Entries:

################

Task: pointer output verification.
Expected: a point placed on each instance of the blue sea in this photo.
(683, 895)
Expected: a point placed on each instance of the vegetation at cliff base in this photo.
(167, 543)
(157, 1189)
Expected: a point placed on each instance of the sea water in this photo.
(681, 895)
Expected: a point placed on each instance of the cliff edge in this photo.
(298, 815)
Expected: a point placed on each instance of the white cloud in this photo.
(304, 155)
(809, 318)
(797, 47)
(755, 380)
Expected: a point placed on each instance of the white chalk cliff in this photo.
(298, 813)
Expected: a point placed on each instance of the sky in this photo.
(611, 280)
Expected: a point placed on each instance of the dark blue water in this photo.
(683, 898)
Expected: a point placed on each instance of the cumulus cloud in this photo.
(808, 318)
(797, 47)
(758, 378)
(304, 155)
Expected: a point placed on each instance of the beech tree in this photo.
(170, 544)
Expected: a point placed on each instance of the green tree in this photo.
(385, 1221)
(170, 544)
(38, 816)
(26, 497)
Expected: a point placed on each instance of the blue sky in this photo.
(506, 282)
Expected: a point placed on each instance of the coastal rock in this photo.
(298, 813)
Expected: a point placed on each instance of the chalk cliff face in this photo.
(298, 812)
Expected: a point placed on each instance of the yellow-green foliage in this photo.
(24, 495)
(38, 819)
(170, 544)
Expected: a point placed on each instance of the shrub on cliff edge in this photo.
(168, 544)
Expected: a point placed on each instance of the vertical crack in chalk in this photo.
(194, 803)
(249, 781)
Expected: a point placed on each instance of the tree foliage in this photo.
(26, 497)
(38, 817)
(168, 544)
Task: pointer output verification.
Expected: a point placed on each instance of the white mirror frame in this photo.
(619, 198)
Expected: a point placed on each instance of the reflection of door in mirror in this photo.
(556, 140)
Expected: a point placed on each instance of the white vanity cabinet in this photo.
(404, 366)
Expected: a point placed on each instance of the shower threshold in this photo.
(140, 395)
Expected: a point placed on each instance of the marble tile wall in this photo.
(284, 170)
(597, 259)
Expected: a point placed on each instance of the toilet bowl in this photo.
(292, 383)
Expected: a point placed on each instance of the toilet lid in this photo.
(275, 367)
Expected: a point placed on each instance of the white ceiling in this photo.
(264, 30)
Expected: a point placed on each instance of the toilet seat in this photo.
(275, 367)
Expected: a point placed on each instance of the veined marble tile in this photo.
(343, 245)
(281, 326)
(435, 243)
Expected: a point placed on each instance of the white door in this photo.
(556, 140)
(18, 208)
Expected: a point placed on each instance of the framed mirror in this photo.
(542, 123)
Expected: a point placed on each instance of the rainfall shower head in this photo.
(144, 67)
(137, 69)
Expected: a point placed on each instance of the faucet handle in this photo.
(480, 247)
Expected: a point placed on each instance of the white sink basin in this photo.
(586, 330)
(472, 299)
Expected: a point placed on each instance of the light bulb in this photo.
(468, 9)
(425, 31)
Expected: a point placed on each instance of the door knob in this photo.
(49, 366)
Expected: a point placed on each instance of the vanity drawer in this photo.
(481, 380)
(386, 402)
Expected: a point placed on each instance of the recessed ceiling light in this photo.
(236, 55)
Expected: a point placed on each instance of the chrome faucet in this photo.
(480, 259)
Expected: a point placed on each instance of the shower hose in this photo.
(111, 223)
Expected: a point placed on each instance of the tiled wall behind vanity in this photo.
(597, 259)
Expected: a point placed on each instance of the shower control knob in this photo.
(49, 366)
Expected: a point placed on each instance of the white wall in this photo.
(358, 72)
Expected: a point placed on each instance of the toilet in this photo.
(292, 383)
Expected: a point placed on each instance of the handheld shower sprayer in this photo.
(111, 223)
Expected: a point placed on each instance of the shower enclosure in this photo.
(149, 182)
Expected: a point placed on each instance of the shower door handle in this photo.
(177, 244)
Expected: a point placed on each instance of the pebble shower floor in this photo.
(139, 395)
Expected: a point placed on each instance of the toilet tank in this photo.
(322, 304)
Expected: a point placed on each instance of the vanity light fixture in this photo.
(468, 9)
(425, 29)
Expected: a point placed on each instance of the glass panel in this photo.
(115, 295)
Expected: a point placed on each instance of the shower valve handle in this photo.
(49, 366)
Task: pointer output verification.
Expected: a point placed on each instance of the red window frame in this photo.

################

Exercise description:
Rewrite everything from the line containing "Expected: a point placed on each instance of the shower valve" down to the end of the material above, keeping the requests as they are. Multiply every coordinate in the answers by 2.6 and round each result to a whole number, with halves rounded up.

Task solution:
Expected: a point placed on each instance of the shower valve handle in this photo.
(127, 952)
Task: pointer output verification.
Expected: a point placed on each instance of the red window frame in this photo.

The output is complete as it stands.